St. John Fisher Ibanda Secondary School is a Ugandan Catholic boys-only boarding secondary school, located in the town of Ibanda in the Ibanda District of the Western Region.

History and operations
The school was founded by the Brothers of Christian Instruction in 1966.

Its headmaster is Brother Tamale Herman. As of February 2016, 648 students were enrolled and lived at the school.

The school is named for Saint John Fisher.

Ibanda Secondary School is under the Brothers of Christian Instruction. It is well known in Uganda particularly in western Uganda as a single (boys) school. Ibanda ss has been one of the best performing schools in Academics, discipline and Sports within the district and allover Uganda overs the years.

* SUPPLIED INFORMATION
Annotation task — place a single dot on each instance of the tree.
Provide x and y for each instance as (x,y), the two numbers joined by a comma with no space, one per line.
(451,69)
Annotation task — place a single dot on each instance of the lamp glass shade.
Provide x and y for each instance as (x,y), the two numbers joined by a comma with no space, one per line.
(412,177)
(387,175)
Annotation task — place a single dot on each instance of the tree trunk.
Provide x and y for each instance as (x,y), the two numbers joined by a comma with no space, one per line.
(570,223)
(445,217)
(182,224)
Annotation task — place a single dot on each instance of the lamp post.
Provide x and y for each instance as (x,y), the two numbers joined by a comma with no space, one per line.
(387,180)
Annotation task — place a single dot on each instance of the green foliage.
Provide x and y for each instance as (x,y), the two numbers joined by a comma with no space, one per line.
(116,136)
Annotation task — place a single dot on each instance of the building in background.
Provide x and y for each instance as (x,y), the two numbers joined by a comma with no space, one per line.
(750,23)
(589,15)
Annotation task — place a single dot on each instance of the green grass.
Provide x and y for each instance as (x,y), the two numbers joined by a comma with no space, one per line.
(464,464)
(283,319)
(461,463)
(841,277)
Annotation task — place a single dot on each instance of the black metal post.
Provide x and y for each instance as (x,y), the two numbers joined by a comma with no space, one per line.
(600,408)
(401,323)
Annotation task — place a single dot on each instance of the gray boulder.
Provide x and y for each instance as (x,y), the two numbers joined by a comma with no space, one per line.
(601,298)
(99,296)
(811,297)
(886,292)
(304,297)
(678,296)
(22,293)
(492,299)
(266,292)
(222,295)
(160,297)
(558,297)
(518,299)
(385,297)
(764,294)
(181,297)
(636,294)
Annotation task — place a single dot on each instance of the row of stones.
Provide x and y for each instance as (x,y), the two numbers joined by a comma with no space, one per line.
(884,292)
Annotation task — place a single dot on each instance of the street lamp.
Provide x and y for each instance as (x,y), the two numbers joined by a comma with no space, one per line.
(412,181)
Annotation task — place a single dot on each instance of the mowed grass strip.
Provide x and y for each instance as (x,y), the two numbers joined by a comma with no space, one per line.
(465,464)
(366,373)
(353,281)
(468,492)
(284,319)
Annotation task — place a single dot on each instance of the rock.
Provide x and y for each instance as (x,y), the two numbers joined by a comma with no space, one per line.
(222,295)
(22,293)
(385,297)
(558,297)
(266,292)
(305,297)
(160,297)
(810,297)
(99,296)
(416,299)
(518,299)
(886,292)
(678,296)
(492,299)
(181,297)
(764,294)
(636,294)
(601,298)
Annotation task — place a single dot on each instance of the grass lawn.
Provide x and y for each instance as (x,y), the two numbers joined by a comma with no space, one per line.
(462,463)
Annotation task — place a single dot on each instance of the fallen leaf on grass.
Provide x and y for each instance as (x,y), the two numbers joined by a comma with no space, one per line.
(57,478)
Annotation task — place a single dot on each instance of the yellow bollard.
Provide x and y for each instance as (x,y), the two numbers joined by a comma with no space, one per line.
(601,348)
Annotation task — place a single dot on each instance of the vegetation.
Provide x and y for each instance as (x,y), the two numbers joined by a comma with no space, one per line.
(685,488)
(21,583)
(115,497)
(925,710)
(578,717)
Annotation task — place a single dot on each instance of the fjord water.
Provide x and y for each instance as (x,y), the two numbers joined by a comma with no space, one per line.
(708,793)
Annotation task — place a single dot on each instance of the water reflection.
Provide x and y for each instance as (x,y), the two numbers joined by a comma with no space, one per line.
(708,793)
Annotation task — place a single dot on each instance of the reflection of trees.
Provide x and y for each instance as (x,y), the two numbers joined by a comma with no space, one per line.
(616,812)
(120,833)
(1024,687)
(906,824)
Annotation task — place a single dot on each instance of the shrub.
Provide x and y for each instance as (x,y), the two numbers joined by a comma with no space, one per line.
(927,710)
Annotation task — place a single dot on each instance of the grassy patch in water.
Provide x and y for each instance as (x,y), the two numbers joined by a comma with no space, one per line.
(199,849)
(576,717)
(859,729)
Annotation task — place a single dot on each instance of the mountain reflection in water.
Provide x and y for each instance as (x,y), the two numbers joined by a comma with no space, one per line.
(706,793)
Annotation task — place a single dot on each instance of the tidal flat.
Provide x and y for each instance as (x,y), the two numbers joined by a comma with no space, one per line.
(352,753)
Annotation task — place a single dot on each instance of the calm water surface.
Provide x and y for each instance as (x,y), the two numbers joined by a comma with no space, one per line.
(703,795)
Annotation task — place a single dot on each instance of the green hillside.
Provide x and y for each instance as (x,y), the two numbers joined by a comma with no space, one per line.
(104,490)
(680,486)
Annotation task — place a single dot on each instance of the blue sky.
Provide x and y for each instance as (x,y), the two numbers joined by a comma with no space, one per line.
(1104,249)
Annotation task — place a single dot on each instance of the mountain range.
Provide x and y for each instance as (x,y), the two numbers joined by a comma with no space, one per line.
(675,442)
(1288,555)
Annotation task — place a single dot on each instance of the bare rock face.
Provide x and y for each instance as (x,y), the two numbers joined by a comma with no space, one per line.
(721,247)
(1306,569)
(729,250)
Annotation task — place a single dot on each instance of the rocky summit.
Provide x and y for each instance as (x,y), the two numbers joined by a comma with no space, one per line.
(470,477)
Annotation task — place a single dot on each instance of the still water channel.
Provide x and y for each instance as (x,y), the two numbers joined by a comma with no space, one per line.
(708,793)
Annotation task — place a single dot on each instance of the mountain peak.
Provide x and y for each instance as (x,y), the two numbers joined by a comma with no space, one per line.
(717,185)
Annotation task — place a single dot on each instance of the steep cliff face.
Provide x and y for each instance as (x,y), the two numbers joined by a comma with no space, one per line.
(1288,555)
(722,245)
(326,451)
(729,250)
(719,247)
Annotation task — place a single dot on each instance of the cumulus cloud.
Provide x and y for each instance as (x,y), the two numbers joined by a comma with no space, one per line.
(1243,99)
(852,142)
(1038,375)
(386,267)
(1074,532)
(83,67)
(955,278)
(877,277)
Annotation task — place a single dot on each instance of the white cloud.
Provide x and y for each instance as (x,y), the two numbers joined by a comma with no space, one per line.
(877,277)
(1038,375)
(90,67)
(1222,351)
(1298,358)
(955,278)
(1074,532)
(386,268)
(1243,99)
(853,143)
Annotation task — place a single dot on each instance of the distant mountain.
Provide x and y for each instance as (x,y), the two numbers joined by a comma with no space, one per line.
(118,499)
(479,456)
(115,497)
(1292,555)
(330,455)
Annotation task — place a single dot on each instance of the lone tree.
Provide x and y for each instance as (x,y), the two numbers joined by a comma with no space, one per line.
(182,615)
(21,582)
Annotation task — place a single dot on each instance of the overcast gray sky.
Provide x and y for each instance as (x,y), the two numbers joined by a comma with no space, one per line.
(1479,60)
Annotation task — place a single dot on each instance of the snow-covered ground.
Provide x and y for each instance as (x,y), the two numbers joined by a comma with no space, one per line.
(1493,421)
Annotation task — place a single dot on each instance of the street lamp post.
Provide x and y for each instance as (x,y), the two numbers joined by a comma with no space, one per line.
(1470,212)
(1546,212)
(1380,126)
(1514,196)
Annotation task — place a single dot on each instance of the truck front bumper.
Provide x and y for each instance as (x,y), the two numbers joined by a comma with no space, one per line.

* EXERCISE TASKS
1. Write out the stretch of the passage on St. John Fisher Ibanda Secondary School from "St. John Fisher" through "Instruction in 1966.".
2. According to the passage on St. John Fisher Ibanda Secondary School, how many students were enrolled as of February 2016?

* THE SOLUTIONS
1.
St. John Fisher Ibanda Secondary School is a Ugandan Catholic boys-only boarding secondary school, located in the town of Ibanda in the Ibanda District of the Western Region.

History and operations
The school was founded by the Brothers of Christian Instruction in 1966.

2. 648 students were enrolled and lived at the school.